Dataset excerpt

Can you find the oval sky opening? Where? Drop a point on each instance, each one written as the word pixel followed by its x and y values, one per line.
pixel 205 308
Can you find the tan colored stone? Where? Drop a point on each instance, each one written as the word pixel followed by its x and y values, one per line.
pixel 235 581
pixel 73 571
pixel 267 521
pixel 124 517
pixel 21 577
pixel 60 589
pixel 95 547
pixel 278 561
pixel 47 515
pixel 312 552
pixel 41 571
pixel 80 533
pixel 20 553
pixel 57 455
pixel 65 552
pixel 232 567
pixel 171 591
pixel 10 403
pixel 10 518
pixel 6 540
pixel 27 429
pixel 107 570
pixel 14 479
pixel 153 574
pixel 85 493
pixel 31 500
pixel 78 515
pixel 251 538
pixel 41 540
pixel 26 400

---

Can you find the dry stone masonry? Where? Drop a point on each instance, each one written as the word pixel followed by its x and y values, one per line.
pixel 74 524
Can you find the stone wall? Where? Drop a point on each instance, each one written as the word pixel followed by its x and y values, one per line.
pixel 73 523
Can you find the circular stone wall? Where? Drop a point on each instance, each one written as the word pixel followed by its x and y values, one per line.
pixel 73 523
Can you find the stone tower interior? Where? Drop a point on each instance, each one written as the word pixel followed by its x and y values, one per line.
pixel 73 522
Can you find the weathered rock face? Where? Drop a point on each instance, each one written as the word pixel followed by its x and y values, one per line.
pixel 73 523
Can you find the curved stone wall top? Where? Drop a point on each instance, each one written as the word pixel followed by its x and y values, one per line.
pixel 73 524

What you need to do: Copy out, word for word, the lines of the records that begin with the line containing "Can you find the curved" and run through the line containing "pixel 73 524", including both of those lines.

Written response:
Can you find the curved stone wall top? Where? Drop a point on each instance, each one written as the word pixel followed by its x and y values, one per line.
pixel 73 524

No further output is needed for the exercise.